Exercise requirements: Each line of the listing must be transcribed exactly, except for the images, which should be excluded.
==========
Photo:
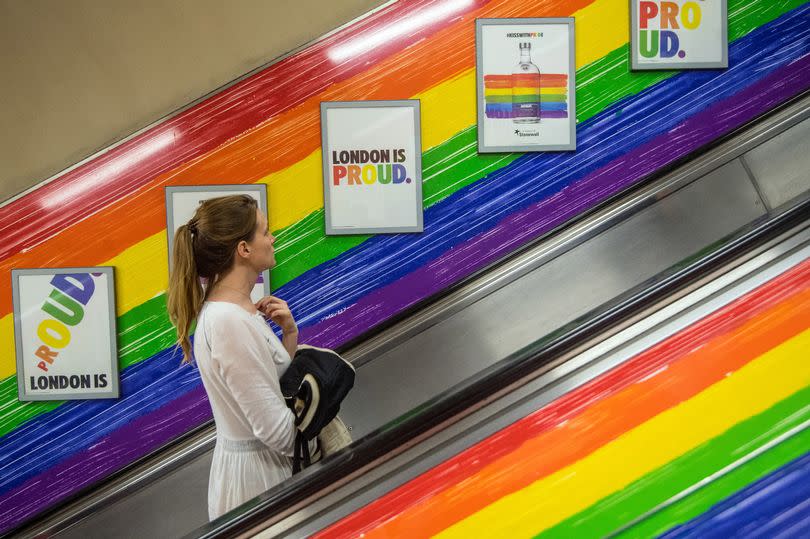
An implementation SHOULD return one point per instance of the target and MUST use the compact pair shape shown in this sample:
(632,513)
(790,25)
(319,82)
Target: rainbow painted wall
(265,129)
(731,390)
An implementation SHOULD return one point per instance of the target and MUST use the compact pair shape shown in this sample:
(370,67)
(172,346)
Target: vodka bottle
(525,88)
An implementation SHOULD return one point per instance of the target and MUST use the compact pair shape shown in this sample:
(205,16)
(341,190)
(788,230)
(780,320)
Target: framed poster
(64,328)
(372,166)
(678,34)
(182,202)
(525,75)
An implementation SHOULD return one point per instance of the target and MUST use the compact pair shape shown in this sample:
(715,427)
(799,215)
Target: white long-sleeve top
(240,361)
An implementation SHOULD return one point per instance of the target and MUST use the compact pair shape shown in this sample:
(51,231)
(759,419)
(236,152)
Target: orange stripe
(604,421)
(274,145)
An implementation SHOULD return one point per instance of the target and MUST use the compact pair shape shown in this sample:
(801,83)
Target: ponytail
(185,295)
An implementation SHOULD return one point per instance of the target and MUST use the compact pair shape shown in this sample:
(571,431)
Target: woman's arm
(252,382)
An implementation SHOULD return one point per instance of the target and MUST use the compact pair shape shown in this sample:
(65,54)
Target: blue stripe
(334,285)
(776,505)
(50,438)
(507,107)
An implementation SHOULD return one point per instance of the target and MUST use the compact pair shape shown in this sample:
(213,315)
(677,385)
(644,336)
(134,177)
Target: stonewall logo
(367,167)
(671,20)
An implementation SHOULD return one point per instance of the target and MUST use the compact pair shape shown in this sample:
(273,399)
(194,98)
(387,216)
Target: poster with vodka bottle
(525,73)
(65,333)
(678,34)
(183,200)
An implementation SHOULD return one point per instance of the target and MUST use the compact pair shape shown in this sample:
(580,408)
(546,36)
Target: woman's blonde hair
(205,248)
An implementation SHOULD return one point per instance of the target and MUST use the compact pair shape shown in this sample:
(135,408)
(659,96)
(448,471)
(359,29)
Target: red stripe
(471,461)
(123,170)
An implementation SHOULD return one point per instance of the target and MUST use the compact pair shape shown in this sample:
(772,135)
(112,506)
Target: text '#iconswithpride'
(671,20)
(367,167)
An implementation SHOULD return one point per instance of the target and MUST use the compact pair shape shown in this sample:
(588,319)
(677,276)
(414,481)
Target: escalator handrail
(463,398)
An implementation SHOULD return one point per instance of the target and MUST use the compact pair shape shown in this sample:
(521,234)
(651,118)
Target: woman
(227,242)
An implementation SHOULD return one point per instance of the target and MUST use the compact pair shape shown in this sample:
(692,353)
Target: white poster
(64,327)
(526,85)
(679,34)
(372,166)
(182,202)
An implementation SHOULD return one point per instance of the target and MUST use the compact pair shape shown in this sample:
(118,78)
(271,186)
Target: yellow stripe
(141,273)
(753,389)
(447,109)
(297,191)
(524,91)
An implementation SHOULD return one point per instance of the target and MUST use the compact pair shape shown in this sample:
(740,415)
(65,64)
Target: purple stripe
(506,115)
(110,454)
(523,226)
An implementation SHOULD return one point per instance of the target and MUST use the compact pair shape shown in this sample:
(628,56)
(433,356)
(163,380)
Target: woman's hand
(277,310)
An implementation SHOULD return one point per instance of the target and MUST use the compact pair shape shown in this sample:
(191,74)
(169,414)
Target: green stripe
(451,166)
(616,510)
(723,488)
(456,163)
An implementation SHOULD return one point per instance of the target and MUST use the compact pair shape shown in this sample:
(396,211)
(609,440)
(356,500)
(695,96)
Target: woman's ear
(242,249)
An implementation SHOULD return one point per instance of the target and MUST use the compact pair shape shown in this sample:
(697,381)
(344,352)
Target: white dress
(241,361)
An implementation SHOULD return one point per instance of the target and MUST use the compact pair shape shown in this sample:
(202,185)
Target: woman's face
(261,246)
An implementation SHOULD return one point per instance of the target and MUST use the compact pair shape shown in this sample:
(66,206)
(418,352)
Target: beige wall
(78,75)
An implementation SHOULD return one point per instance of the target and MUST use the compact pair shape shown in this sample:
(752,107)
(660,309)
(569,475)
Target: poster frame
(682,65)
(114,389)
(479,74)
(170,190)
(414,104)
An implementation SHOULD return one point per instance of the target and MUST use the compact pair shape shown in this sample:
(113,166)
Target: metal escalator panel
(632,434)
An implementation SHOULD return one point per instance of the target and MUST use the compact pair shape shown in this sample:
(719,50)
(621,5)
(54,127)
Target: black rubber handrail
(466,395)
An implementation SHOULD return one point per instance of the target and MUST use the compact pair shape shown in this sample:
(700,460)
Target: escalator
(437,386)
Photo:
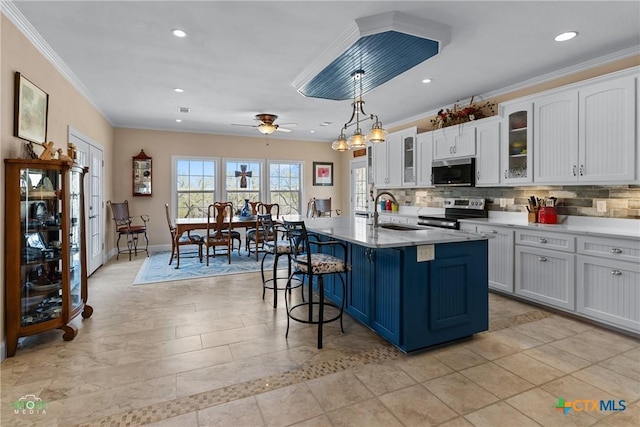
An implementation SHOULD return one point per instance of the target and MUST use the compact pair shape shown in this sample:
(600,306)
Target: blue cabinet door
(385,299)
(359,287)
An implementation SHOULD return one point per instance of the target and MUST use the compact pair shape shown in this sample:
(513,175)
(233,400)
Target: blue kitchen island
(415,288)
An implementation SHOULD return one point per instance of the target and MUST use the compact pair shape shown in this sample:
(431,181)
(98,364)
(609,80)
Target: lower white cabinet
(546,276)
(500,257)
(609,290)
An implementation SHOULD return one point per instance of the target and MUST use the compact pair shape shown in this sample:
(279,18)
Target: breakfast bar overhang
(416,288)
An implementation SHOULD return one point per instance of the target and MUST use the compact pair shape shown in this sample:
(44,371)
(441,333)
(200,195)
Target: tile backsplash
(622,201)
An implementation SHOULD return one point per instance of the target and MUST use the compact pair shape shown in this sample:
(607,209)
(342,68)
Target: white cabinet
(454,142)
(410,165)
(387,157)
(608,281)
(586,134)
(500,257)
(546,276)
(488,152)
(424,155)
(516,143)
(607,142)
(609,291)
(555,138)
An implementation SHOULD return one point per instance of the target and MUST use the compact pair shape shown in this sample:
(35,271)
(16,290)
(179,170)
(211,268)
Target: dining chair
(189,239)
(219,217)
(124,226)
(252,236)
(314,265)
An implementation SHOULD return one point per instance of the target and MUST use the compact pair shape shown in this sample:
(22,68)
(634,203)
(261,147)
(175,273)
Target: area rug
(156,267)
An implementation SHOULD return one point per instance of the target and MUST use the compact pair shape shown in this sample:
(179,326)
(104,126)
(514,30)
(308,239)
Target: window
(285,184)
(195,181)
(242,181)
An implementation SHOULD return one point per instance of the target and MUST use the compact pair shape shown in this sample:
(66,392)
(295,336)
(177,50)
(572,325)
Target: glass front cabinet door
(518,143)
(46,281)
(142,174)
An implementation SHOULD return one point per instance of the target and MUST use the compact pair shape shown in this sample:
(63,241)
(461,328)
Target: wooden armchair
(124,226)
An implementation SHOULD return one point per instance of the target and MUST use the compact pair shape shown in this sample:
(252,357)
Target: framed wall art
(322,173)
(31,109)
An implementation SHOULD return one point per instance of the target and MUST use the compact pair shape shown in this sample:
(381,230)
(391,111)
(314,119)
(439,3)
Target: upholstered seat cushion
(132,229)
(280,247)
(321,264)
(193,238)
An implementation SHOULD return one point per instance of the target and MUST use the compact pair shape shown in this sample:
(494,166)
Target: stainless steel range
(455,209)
==========
Solution to this problem:
Photo:
An implementation SHOULD return one point per instance of the target and MUST use the compact pair shape shown in this sample:
(632,513)
(790,25)
(319,82)
Target: rainbow painted wall
(265,129)
(731,390)
An implementation SHOULD return one point per instance of the target and MUST use the compact pair shape shown in this sample:
(370,67)
(172,346)
Target: vodka bottle
(525,88)
An implementation SHOULD return one point per instance of the target and MUST use the compact pair shape shown in this sample:
(205,16)
(341,190)
(788,230)
(780,320)
Target: framed poster
(64,328)
(372,166)
(678,34)
(182,202)
(525,75)
An implementation SHOULD return one point per instance of the target and MUST use the compact pair shape shown in this sample:
(715,427)
(799,215)
Target: white long-sleeve top
(240,361)
An implementation SHOULD return one point per instance of the target and MUST use the compact pair shape shown in this sample:
(51,231)
(759,419)
(236,152)
Target: orange stripe
(604,421)
(274,145)
An implementation SHOULD return one point per instance of the target and MUST use the compact pair shape shown in this sample:
(801,83)
Target: ponytail
(185,295)
An implementation SHOULD return one point per instance of the target and MUST use the compact pair shape shown in this sample:
(571,431)
Target: woman's arm
(252,382)
An implementation SHOULD return one point per instance of the target and MUST use the compact pair shape shown in this sample:
(65,54)
Target: blue stripe
(334,285)
(776,505)
(50,438)
(507,107)
An implementation SHOULD return one point per instance of the target and MUST use the compact pair shape shown in this sample:
(213,315)
(677,385)
(644,336)
(134,177)
Target: stonewall logo
(367,167)
(671,20)
An implementation SHOULD return one point per instance of the target and MUST use the compact pair shape shown in this sample:
(273,399)
(194,98)
(387,216)
Target: poster with vodka bottle
(525,73)
(65,333)
(678,34)
(183,200)
An implementation SHOULD return one point per instance of the target and MUST use the compact pair shape shown in this sample:
(580,408)
(546,36)
Target: woman's blonde hair
(205,248)
An implementation SHOULD return one point per instance of the target and MUST use the compact pair shape shown in this sample:
(135,408)
(659,96)
(448,471)
(359,29)
Target: red stripe
(471,461)
(123,170)
An implementation SHOULD return one point per instance of the target and MUST use the compact pair shape shown in this sample:
(772,135)
(112,506)
Target: text '#iconswithpride'
(671,20)
(367,167)
An implementation SHOULD return one point per instance of the target and MUST use the compact pair shape shown in this sample:
(588,319)
(677,276)
(414,481)
Target: escalator handrail
(463,398)
An implementation SHOULD return one point per instance of the target and MUST use the compact pair shape shown in this sample:
(521,234)
(651,118)
Target: woman
(227,242)
An implementation SHOULD return one point per instance of the target and MUST use the compact pair shape shown in this sample:
(692,353)
Target: white poster
(64,327)
(526,85)
(679,34)
(372,166)
(182,202)
An implementation SHOULD return one point per instance of the target and MUST use the compact pair shape shown in this sample:
(118,78)
(271,186)
Target: yellow stripe
(141,273)
(753,389)
(447,109)
(297,191)
(524,91)
An implementation SHOULD return one point per instance of the target and MUST use the compact pair shape shown in this sample:
(740,415)
(65,64)
Target: purple stripe
(506,115)
(110,454)
(523,226)
An implementation SHOULD return one point per instance of the target and MUST use the compact pair shape shown in this sample:
(628,56)
(433,356)
(163,380)
Target: woman's hand
(277,310)
An implementation SHOULD return one point per instance of the target and MUST use the compact pair shape shown in this sample:
(191,74)
(169,414)
Target: green stripe
(451,166)
(616,510)
(723,488)
(456,163)
An implementation SHOULD return one point per instance of the target and MUST use the compact pair shape shown in this sample:
(396,211)
(609,440)
(356,500)
(695,96)
Target: woman's ear
(242,249)
An implementation SHOULD return one point per instance of the target and MUST use the compact pair shape shown in this sample:
(697,381)
(344,352)
Target: white dress
(241,361)
An implementation SHOULD return one point per instance of the target and MUST use the compact pair shape shown in this sample:
(202,185)
Target: woman's face
(261,246)
An implementation SHOULD return one point per instance of the target and MUST use the compact pair shape shown in this sample:
(66,206)
(418,352)
Target: beige wall
(78,75)
An implementation SHOULD return one point per instance of the target and MUST use the compact pair shape shown in this sample:
(752,107)
(660,309)
(569,475)
Target: poster frame
(682,65)
(114,389)
(479,74)
(170,190)
(414,104)
An implementation SHOULD return one point per instance of the target and MUST use the compact pair shape shown in this sample:
(113,166)
Target: metal escalator panel
(632,434)
An implementation SHOULD return one point per instance of the target and MUST use the compact pair shape shown in this sample:
(719,50)
(621,5)
(54,127)
Target: black rubber handrail
(466,395)
An implementation SHOULD return one point per instance of the target and MUST use the compact pair shape shown in this sample:
(700,460)
Target: escalator
(437,386)
Photo:
An implementation SHOULD return one point per instance of the target and MUST use the compact pair shape shown in this sample:
(600,306)
Target: blue cabinet door
(385,299)
(359,287)
An implementation SHOULD return one point per instance of the target and MUST use the compact pair shape shown in this sample:
(513,175)
(233,400)
Target: blue kitchen island
(415,288)
An implementation SHOULD return one point per instance of the target and MUST use the compact pair shape shown in this sample:
(431,181)
(98,364)
(609,80)
Target: lower white cabinet
(546,276)
(500,257)
(609,290)
An implementation SHOULD return one point per instance of the target and MUST use the compact pair shape shown in this sample:
(279,18)
Target: breakfast bar overhang
(416,288)
An implementation SHOULD return one point per instance of the target and MUST use the compact pair shape shown in this sample:
(44,371)
(441,333)
(200,195)
Target: tile backsplash
(622,201)
An implementation SHOULD return one point per instance of the target and MUST use the compact pair shape shown in this sample:
(607,209)
(342,68)
Target: white cabinet
(454,142)
(410,165)
(387,157)
(608,281)
(586,134)
(500,257)
(546,276)
(488,152)
(424,155)
(516,143)
(607,142)
(609,291)
(555,138)
An implementation SHOULD return one point per instance of the target and MUST use the compact pair shape shown in this sample:
(35,271)
(16,290)
(179,170)
(211,268)
Target: dining chair
(189,239)
(219,217)
(124,226)
(252,236)
(314,265)
An implementation SHOULD return one point per instance of the target and MUST use the compact pair shape shown in this sample:
(22,68)
(634,203)
(261,147)
(175,273)
Target: area rug
(156,267)
An implementation SHOULD return one point per instance of the target and MUST use the compact pair shape shown in this sample:
(179,326)
(104,126)
(514,30)
(308,239)
Target: window
(285,184)
(195,181)
(242,181)
An implementation SHOULD return one point per instance of the target and MUST use the compact pair shape shown in this sample:
(66,392)
(295,336)
(177,50)
(572,325)
Target: glass front cabinet door
(518,143)
(46,281)
(142,174)
An implementation SHOULD return one point per instance of the target and MUST use the compact pair shape shown in this sample:
(63,241)
(461,328)
Target: wooden armchair
(124,226)
An implementation SHOULD return one point per instance of the target and MUST use the compact pair shape shown in this sample:
(252,357)
Target: framed wall art
(322,173)
(31,109)
An implementation SHOULD return one point per instance of the target and MUST use the compact pair shape shown in this sample:
(381,230)
(391,111)
(314,119)
(439,3)
Target: upholstered seat cushion
(132,229)
(280,247)
(321,264)
(193,238)
An implementation SHOULD return one point per instance of the target and MUST use the compact pair shape shown in this sample:
(494,166)
Target: stainless steel range
(455,209)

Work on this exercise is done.